Stored data entries
%%
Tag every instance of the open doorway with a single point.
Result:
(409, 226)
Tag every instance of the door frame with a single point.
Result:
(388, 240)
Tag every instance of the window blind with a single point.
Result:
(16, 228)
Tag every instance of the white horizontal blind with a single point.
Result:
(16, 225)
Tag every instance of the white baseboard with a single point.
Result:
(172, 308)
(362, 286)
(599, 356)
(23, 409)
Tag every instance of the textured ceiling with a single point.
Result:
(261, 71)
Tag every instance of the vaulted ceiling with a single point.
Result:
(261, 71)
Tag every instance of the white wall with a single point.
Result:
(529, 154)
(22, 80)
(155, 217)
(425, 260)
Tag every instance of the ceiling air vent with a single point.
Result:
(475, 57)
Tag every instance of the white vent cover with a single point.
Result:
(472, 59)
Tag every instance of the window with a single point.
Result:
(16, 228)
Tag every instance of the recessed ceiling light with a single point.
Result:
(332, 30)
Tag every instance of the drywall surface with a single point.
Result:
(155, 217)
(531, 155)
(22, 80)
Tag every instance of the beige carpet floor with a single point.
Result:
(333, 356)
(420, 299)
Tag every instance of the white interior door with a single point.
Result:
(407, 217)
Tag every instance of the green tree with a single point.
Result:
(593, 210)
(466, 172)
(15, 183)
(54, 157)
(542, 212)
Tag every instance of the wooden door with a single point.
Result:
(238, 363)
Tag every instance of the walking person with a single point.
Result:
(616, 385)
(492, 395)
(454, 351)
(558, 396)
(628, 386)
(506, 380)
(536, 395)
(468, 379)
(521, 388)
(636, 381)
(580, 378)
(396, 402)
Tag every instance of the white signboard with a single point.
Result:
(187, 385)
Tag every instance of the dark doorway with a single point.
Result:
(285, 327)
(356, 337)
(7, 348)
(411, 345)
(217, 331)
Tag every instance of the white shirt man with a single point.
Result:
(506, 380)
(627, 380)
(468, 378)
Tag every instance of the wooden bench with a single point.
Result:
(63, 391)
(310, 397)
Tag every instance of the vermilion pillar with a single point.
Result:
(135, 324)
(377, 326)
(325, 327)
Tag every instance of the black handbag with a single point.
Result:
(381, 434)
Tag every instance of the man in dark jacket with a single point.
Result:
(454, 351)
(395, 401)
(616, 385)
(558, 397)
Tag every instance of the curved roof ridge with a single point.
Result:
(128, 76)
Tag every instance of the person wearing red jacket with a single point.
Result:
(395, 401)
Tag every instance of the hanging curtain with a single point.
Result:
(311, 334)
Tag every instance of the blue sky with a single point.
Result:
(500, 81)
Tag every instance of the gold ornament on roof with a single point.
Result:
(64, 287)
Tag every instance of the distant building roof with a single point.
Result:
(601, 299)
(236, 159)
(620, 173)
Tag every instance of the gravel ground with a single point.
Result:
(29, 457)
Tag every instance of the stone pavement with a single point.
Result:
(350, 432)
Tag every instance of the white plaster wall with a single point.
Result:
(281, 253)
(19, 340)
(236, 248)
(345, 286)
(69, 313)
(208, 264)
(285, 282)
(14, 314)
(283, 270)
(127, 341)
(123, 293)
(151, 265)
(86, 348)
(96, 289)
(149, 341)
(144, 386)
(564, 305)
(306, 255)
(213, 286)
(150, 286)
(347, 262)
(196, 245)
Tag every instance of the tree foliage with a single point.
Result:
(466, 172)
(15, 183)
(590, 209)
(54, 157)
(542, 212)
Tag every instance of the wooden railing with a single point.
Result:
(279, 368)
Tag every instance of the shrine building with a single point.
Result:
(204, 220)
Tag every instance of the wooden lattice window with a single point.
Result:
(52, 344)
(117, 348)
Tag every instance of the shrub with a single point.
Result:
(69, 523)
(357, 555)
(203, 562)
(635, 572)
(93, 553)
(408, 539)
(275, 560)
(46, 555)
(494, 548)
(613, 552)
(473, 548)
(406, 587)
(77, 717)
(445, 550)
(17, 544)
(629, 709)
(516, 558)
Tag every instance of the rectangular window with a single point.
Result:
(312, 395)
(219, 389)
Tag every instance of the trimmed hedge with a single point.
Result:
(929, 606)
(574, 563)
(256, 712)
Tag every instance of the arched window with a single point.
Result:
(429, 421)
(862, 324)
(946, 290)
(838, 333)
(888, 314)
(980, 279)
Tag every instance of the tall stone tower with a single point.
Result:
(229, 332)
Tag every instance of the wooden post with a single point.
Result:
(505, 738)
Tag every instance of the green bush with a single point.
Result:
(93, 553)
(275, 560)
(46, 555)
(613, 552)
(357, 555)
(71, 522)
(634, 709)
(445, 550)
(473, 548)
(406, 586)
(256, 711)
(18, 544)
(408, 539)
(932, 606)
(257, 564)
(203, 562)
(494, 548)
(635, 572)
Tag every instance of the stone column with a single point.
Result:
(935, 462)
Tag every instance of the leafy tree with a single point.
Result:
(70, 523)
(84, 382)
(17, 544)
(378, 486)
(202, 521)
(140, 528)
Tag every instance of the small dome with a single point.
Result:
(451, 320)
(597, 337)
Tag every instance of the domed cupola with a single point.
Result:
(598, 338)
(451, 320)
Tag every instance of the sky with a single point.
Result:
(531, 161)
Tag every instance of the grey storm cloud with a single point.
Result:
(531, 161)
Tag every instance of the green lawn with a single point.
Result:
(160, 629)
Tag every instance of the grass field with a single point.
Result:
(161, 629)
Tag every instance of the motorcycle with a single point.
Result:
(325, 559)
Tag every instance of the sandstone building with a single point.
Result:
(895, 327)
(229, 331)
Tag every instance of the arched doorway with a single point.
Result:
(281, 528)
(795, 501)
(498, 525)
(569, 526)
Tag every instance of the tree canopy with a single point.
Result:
%%
Problem details —
Nothing in the entries above should differ when you return them in full.

Final answer —
Tag every instance of the open doorway with a single point.
Result:
(409, 226)
Tag every instance of the door frame with a single point.
Result:
(388, 240)
Tag every instance of the window blind with a single point.
Result:
(16, 228)
Tag every instance of the white horizontal blind with a single point.
Result:
(16, 225)
Tag every instance of the white baseboard with a single point.
Result:
(172, 308)
(362, 286)
(599, 356)
(23, 409)
Tag every instance of the textured ceiling with a single point.
Result:
(261, 71)
Tag every instance of the vaulted ceiling with a single point.
Result:
(261, 71)
Tag every instance of the white wall with a single point.
Result:
(529, 154)
(22, 80)
(155, 217)
(425, 260)
Tag every instance of the ceiling air vent with a single point.
Result:
(475, 57)
Tag every instance of the white vent cover with a single point.
Result:
(472, 59)
Tag every instance of the window with a single point.
Result:
(16, 228)
Tag every instance of the recessed ceiling light with a single point.
Result:
(332, 30)
Tag every instance of the drywall surface with a single point.
Result:
(155, 217)
(531, 155)
(22, 80)
Tag every instance of the beige carpet floor with a single point.
Result:
(333, 356)
(420, 299)
Tag every instance of the white interior door with a single point.
Result:
(407, 217)
Tag every instance of the green tree with a single point.
Result:
(593, 210)
(466, 172)
(15, 183)
(54, 157)
(542, 212)
Tag every instance of the wooden door with a single point.
Result:
(238, 363)
Tag every instance of the walking person with a single point.
Result:
(616, 385)
(492, 395)
(454, 351)
(558, 396)
(628, 386)
(506, 380)
(536, 395)
(468, 379)
(521, 388)
(636, 381)
(580, 378)
(396, 402)
Tag every instance of the white signboard with a single point.
Result:
(187, 385)
Tag every instance of the dark doorway with a single point.
Result:
(285, 327)
(356, 337)
(7, 348)
(411, 345)
(217, 331)
Tag every instance of the white shirt man with a single point.
Result:
(506, 380)
(627, 380)
(468, 378)
Tag every instance of the wooden bench with a single point.
Result:
(63, 391)
(310, 397)
Tag every instance of the vermilion pillar with a single point.
Result:
(135, 324)
(377, 326)
(325, 327)
Tag every instance of the black handbag with a single point.
Result:
(381, 434)
Tag every instance of the man in dark jacket with a single point.
Result:
(454, 351)
(395, 401)
(616, 385)
(558, 397)
Tag every instance of the curved roof ridge with a single point.
Result:
(128, 76)
Tag every instance of the person wearing red jacket with a single point.
Result:
(395, 401)
Tag every instance of the hanging curtain with a single point.
Result:
(311, 334)
Tag every instance of the blue sky with a single point.
Result:
(500, 81)
Tag every instance of the gold ornament on roof with a single point.
Result:
(64, 287)
Tag every instance of the distant building roof with a single point.
Result:
(601, 299)
(236, 159)
(620, 173)
Tag every instance of the gravel ground with a single point.
Result:
(29, 457)
Tag every instance of the stone pavement with a single point.
Result:
(350, 432)
Tag every instance of the white plaster wall with a single point.
Result:
(281, 253)
(19, 340)
(236, 248)
(345, 286)
(69, 313)
(208, 264)
(285, 282)
(14, 314)
(283, 270)
(127, 341)
(123, 293)
(151, 265)
(86, 348)
(96, 289)
(149, 341)
(144, 386)
(564, 305)
(306, 255)
(213, 286)
(150, 286)
(347, 262)
(196, 245)
Tag every instance of the tree foliage with a single point.
Result:
(466, 172)
(15, 183)
(590, 209)
(54, 157)
(542, 212)
Tag every instance of the wooden railing with a single point.
Result:
(279, 368)
Tag every instance of the shrine building with a single point.
Result:
(204, 220)
Tag every instance of the wooden lattice window with a single point.
Result:
(52, 344)
(117, 348)
Tag every instance of the shrub with a single point.
Result:
(69, 523)
(357, 555)
(203, 562)
(635, 572)
(93, 553)
(408, 539)
(275, 560)
(46, 555)
(494, 548)
(613, 552)
(473, 548)
(406, 587)
(77, 717)
(445, 550)
(17, 544)
(629, 709)
(516, 558)
Tag every instance of the rectangular window with a single point.
Result:
(312, 395)
(219, 389)
Tag every instance of the trimmed hedge with a single point.
Result:
(929, 606)
(574, 563)
(256, 712)
Tag every instance of the arched window with a single point.
Result:
(429, 421)
(862, 324)
(946, 290)
(838, 333)
(888, 314)
(980, 279)
Tag every instance of the tall stone tower with a single point.
Result:
(229, 332)
Tag every instance of the wooden post with a single point.
Result:
(505, 738)
Tag every instance of the green bush with a single point.
Result:
(93, 553)
(275, 560)
(46, 555)
(613, 552)
(357, 555)
(71, 522)
(634, 709)
(445, 550)
(473, 548)
(406, 586)
(256, 711)
(18, 544)
(408, 539)
(932, 606)
(257, 564)
(203, 562)
(494, 548)
(635, 572)
Tag every instance of the stone column with a single point.
Result:
(935, 462)
Tag every instance of the leafy tree with a single point.
Result:
(70, 523)
(84, 382)
(17, 544)
(378, 486)
(202, 521)
(140, 528)
Tag every instance of the small dome with a single point.
Result:
(451, 320)
(597, 337)
Tag every instance of the domed cupola with a single point.
Result:
(598, 338)
(451, 320)
Tag every instance of the sky with a single point.
Result:
(531, 161)
Tag every instance of the grey storm cloud with a single point.
Result:
(531, 161)
Tag every instance of the green lawn with a single point.
Result:
(160, 629)
Tag every instance of the grass field with a single point.
Result:
(161, 629)
Tag every instance of the motorcycle with a single point.
Result:
(325, 559)
Tag every instance of the sandstone building with a single point.
Result:
(895, 327)
(229, 331)
Tag every instance of the arched doorway with a single point.
Result:
(281, 528)
(795, 501)
(498, 525)
(569, 526)
Tag every instance of the tree canopy with a single point.
Result:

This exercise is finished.